#### Parts of the exercise:
**1.** In the text on the rulers of the Duala, on which river did Ewale a Mbedi settle?
**2.** Pick out every line of the records in which the string "space" appears.

#### Quoted passage:
= List of rulers of the Duala =

The rulers of the Duala are the headmen, chiefs, paramount chiefs, and kings of the Duala people of Cameroon. The earliest Duala rulers known, according to Duala's oral history, were Mbongo and his son Mbedi. From Mbedi's home at Pīti, northeast of the modern city of Douala, his sons migrated southward. Ewale a Mbedi settled on the Wouri River at the Bight of Bonny (modern Douala) and became the eponymous founder of the Duala people.

Over time, the Duala split into various lineages. The earliest was the Priso sublineage, which established independence from the Bell lineage in the late 18th century. The Akwa lineage followed suit sometime in the early 19th century. Each of these families established a population centre along the banks of the Wouri. By the 19th century, Douala was thus divided into several of these residential areas, referred to as towns.

Beginning as early as the 18th century with Doo a Makongo, European traders started referring to the Duala rulers as chiefs and kings (kine in Duala). A dichotomy emerged under which the rulers of Akwa and Bell were kings, while the leaders of smaller lineages were chiefs or princes. These rulers were given Europeanised names, such as King George or King Akwa. Beginning with the colonial era, German, French, and British colonial governments designated various Duala rulers as paramount chiefs. During this era, Duala rulers were often deposed and exiled for any perceived infraction against the colonial government. Traditions of royalty have since ceased in some of these lineages, although in modern times, the royal line of some lineages has been reconstituted after an interregnum.

#### Data provided:
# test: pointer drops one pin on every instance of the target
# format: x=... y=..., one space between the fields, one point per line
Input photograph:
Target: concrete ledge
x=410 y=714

#### Answers:
**1.** The Wouri River, at the Bight of Bonny (modern Douala).

**2.**
# format: x=... y=..., one space between the fields, one point per line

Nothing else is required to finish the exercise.